Go through the entries below and write each one out exactly.

- **Data supplied**:
__________
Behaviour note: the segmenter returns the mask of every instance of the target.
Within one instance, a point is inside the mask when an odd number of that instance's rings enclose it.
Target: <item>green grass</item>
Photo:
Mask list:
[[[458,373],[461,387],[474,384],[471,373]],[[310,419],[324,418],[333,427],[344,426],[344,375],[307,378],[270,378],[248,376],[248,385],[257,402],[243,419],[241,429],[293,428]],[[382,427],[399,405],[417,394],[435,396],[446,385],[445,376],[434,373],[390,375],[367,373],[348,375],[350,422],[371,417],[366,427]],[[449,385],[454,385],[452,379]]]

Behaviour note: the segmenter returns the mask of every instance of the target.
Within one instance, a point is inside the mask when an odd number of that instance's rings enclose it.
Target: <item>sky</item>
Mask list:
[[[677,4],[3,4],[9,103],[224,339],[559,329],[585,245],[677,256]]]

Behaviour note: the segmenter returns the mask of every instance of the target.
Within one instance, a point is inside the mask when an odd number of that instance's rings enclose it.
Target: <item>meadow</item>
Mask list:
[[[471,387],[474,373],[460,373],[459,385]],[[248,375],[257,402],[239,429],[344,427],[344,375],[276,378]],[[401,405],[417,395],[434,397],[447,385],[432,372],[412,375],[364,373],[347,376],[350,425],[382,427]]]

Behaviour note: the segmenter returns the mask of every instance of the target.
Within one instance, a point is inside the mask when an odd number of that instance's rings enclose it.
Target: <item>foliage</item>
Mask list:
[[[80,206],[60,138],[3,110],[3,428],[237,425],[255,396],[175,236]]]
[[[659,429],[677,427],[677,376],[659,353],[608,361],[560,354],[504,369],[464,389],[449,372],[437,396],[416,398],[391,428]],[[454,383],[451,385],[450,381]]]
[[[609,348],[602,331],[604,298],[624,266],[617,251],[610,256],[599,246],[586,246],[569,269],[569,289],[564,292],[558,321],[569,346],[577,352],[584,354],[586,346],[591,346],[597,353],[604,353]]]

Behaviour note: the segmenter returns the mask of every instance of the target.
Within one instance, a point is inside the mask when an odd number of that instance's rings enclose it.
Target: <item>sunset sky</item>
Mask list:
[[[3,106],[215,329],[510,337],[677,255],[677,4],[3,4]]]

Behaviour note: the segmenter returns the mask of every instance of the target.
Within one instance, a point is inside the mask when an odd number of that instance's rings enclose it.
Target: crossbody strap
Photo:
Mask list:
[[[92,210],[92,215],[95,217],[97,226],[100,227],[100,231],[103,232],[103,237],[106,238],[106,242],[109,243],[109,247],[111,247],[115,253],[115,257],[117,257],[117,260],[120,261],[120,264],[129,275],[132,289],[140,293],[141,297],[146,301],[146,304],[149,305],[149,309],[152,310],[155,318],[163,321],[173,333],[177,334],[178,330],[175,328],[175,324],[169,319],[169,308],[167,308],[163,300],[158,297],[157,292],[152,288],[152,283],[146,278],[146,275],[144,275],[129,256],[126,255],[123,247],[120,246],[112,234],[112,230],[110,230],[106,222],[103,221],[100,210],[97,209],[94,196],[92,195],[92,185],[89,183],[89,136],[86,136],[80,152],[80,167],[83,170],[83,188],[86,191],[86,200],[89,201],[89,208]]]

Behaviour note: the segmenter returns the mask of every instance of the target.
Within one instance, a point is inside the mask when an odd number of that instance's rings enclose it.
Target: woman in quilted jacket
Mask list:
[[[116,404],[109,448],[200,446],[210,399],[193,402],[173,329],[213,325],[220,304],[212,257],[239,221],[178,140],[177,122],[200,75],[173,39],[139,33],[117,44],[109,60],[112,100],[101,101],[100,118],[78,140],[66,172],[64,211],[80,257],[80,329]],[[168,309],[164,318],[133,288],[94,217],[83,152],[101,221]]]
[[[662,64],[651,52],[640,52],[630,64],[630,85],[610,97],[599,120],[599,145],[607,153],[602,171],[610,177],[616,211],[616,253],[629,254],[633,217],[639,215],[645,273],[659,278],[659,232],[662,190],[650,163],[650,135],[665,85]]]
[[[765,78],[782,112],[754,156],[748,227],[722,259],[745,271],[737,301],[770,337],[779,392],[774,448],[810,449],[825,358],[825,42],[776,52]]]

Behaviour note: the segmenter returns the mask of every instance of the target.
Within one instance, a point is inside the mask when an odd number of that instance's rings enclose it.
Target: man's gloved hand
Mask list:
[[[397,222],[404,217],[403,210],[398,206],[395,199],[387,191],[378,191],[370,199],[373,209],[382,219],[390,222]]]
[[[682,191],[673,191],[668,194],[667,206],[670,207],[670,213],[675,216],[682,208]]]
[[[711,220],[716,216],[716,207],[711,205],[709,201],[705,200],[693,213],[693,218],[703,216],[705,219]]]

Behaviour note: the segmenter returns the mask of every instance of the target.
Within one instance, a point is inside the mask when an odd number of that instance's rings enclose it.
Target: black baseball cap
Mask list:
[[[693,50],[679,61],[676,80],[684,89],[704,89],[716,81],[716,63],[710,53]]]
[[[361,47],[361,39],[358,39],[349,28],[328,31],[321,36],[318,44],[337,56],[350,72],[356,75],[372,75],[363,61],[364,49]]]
__________
- **Solution for this exercise**:
Behaviour note: the segmenter returns the mask of every instance of the target.
Within one instance, a point is inside the mask when an odd number of that instance's rings enclose it.
Target: <item>green grass</item>
Photo:
Mask list:
[[[458,373],[461,387],[474,384],[471,373]],[[310,419],[324,418],[333,427],[344,426],[344,375],[307,378],[270,378],[248,376],[248,385],[257,402],[243,419],[241,429],[293,428]],[[382,427],[399,405],[417,394],[435,396],[446,385],[445,376],[434,373],[390,375],[367,373],[348,375],[350,422],[371,417],[366,427]],[[449,385],[454,385],[452,379]]]

Behaviour note: the segmenter returns the mask of every instance of the target.
Within one instance, a point is inside the mask when an odd number of that instance's rings enclose it.
Target: <item>sky</item>
Mask list:
[[[677,4],[3,4],[9,103],[224,339],[559,329],[585,245],[677,256]]]

Behaviour note: the segmenter returns the mask of every instance of the target.
Within one instance, a point is inside the mask when an odd number of that instance's rings enclose it.
Target: <item>meadow</item>
Mask list:
[[[471,387],[474,373],[460,373],[459,385]],[[248,375],[257,402],[239,429],[344,427],[344,375],[276,378]],[[401,405],[417,395],[434,397],[447,385],[432,372],[412,375],[364,373],[347,376],[350,425],[382,427]]]

Behaviour note: the segmenter returns the mask of every instance of the target.
Within one instance, a point is inside the mask when an odd number of that instance's rings enclose it.
Target: <item>foliage</item>
Mask list:
[[[80,206],[60,138],[3,110],[3,428],[237,425],[255,396],[175,236]]]
[[[659,429],[677,427],[677,376],[659,353],[608,361],[560,354],[504,369],[464,389],[449,372],[437,396],[416,398],[391,428]],[[454,383],[451,385],[450,381]]]
[[[609,348],[602,331],[604,298],[624,266],[617,251],[610,256],[599,246],[586,246],[569,269],[569,289],[564,292],[558,321],[569,346],[577,352],[584,354],[586,346],[591,346],[597,353],[604,353]]]

Behaviour note: the segmenter returns the mask of every instance of the target.
Within one instance, a point is inside the mask when an odd number of that instance's rings enclose it.
Target: <item>sunset sky</item>
Mask list:
[[[3,106],[215,329],[510,337],[677,255],[677,4],[3,4]]]

Behaviour note: the segmenter returns the mask of every instance of the target.
Within one instance, a point is inside the mask when an odd number of that instance's rings enclose it.
Target: crossbody strap
Photo:
Mask list:
[[[92,210],[92,215],[95,217],[97,226],[100,227],[100,231],[103,232],[103,237],[106,238],[106,242],[109,243],[109,247],[111,247],[115,253],[115,257],[117,257],[117,260],[120,261],[120,264],[129,275],[132,289],[140,293],[141,297],[146,301],[146,304],[149,305],[149,309],[152,310],[155,318],[163,321],[173,333],[177,334],[178,330],[175,328],[175,324],[169,319],[169,308],[167,308],[163,300],[158,297],[157,292],[152,288],[152,283],[146,278],[146,275],[144,275],[129,256],[126,255],[123,247],[120,246],[112,234],[112,230],[110,230],[106,222],[103,221],[100,210],[97,209],[94,196],[92,195],[92,185],[89,183],[89,136],[86,136],[80,152],[80,167],[83,170],[83,188],[86,191],[86,200],[89,201],[89,208]]]

Behaviour note: the segmenter returns the mask of every instance of the target.
Within one instance, a point is inside the mask when an odd number of that instance's rings enclose it.
Target: woman in quilted jacket
Mask list:
[[[116,404],[109,448],[200,446],[210,399],[193,402],[173,329],[213,325],[220,304],[212,257],[239,221],[178,140],[177,122],[200,75],[173,39],[139,33],[117,44],[109,60],[112,100],[101,101],[100,118],[78,140],[66,172],[64,211],[80,257],[80,329]],[[168,309],[164,318],[133,288],[94,217],[83,152],[101,221]]]
[[[662,64],[651,52],[640,52],[630,64],[630,85],[610,97],[599,120],[599,145],[607,153],[602,171],[610,177],[616,211],[616,253],[629,254],[633,217],[639,215],[645,273],[659,278],[659,232],[662,190],[650,163],[650,135],[665,85]]]
[[[765,78],[782,112],[754,156],[748,227],[722,259],[745,271],[737,301],[770,337],[779,392],[774,448],[810,449],[825,358],[825,42],[776,52]]]

Behaviour note: the segmenter returns the mask of every instance of the target.
Within one instance, a point is inside the mask when an odd number of that instance's rings enclose it.
Target: man's gloved hand
Mask list:
[[[397,222],[404,217],[403,210],[398,206],[395,199],[387,191],[378,191],[370,199],[373,209],[382,219],[390,222]]]
[[[682,191],[673,191],[668,194],[667,206],[670,207],[670,213],[675,216],[682,208]]]
[[[711,220],[716,216],[716,207],[711,205],[709,201],[705,200],[693,213],[693,218],[703,216],[705,219]]]

Behaviour note: the segmenter returns the mask of every instance of the target.
Within one instance, a point is inside the mask when an odd number of that instance's rings enclose it.
Target: black baseball cap
Mask list:
[[[693,50],[679,61],[676,80],[684,89],[704,89],[716,81],[716,63],[710,53]]]
[[[361,47],[361,39],[358,39],[349,28],[328,31],[321,36],[318,44],[337,56],[350,72],[356,75],[372,75],[363,61],[364,49]]]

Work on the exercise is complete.